YOUR TASK
Search the entries for lines with the string "clicks" and say how many there are, giving only the number.

(Dataset entries)
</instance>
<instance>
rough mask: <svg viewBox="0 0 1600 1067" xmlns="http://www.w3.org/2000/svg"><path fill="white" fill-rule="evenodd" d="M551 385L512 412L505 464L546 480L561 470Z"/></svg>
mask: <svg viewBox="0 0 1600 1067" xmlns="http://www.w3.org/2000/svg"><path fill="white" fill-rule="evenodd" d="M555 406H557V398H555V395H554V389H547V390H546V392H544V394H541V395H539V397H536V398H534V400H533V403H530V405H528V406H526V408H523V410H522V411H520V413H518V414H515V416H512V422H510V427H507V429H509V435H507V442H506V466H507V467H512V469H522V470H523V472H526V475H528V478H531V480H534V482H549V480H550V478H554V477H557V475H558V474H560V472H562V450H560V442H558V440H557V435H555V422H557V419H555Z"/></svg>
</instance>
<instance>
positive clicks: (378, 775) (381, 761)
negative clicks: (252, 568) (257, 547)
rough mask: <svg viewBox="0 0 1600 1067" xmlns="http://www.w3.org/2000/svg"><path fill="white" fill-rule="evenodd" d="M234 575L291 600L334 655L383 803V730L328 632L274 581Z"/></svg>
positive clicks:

SOLUTION TO THE PROBLEM
3